SOURCE DOCUMENT:
Work, work, and more work. And now some snow. I stopped reading Bonk for a few days in order to read a borrowed galley of Phoebe Damrosch’s Service Included, which details her days working at Per Se in New York. It’s the sort of book that delivers exactly what you expect. It’s behind the scenes at one of the best restaurants in New York with lots of details about how everything works plus some details about Damrosch’s love life. A quick, fun read basically.
Now I’m back to Bonk. It’s so funny. This morning as I rode the T into work, I wondered what the man reading over my shoulder thought of the chapter 9’s heading, “The Lady Boner: Is the Clitoris a Tiny Penis?” Here’s a sample from the chapter:
FSAD is the ladies’ edition of ED (erectile dysfunction). It is distinct from FOD (female orgasmic disorder) and HSDD (hypoactive sexual desire disorder, or low libido). —there’s a footnote here—And from HFAD, hyperactive acronym formation disorder. The condition has reached epidemic proportions in the sex research community. Cindy Weston staged a quiet parody in her days as a postdoc at Washington University. She had the task of composing a questionnaire to screen patients to see if they were promising candidates for surgical correction of a crooked penis (due to Peyronie’s disease). The surgery repairs the crook but takes as much as an inch off the length. Meston called the questionnaire the Washington Examination of Expected Negative Identity Post-Peyronie’s: the WEENI PP.
And yes, I realize what I am doing to my search stats just by typing the words penis and clitoris on here.

EXERCISE TASKS:
A - Render this sentence from the blog post in Spanish: "It's the sort of book that delivers exactly what you expect."
B - Reproduce word for word the part of the blog post starting with "Work, work, and" and going on through "fun read basically.".

SOURCE INFORMATION:
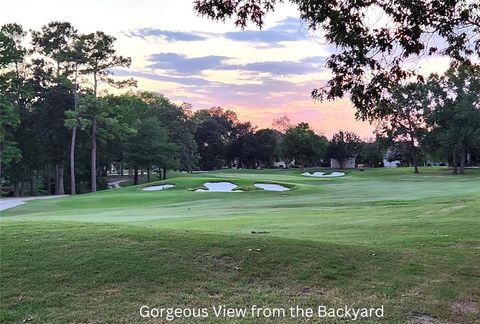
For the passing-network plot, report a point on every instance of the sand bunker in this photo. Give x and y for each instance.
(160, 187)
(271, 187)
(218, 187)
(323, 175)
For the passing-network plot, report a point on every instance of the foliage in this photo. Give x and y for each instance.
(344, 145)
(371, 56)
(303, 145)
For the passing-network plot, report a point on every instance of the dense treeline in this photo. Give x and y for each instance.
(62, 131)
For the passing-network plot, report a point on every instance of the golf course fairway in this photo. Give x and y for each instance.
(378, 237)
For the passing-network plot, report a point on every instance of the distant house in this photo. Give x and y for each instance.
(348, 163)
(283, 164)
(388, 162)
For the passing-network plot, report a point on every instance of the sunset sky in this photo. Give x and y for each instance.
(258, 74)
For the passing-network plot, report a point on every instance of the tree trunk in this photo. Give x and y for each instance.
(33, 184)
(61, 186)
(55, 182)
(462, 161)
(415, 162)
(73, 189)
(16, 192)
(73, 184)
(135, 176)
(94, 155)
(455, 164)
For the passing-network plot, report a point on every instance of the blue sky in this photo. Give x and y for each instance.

--

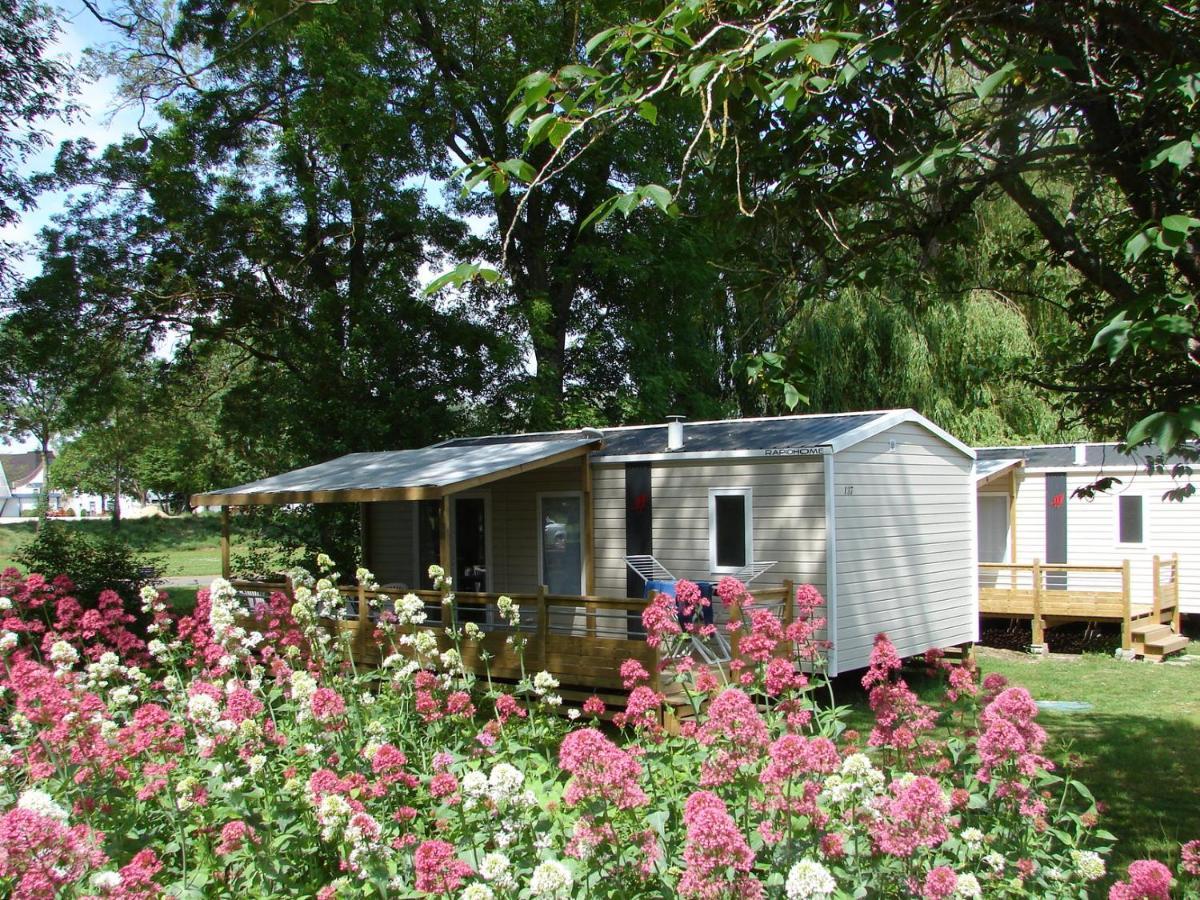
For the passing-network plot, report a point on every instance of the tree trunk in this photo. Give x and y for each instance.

* * *

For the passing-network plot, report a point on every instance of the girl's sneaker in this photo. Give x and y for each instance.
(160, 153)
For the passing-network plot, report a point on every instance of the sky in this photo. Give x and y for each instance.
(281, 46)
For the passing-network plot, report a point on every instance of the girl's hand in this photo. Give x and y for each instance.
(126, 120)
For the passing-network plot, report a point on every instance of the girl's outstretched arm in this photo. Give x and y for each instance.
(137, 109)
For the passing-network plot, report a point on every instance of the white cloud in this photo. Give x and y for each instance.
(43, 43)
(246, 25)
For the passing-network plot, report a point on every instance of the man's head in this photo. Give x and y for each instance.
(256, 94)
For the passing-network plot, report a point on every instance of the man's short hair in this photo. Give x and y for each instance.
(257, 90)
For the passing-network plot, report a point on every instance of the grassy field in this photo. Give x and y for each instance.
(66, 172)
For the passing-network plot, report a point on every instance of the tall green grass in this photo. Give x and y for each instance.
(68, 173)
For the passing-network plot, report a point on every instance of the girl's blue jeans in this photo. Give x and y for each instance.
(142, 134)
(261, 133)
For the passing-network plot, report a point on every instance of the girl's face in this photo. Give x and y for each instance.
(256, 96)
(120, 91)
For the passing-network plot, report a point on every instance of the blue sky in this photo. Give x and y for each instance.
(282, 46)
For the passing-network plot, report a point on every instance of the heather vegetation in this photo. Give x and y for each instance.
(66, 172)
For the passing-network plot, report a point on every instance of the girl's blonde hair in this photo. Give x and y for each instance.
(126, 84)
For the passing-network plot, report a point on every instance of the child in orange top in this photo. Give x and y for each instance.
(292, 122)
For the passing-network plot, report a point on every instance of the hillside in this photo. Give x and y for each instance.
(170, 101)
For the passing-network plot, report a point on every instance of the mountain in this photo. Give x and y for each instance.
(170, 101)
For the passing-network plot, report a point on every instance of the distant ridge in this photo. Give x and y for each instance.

ANSWERS TO THE PROBLEMS:
A - Es el tipo de libro que ofrece exactamente lo que uno espera.

B -
Work, work, and more work. And now some snow. I stopped reading Bonk for a few days in order to read a borrowed galley of Phoebe Damrosch’s Service Included, which details her days working at Per Se in New York. It’s the sort of book that delivers exactly what you expect. It’s behind the scenes at one of the best restaurants in New York with lots of details about how everything works plus some details about Damrosch’s love life. A quick, fun read basically.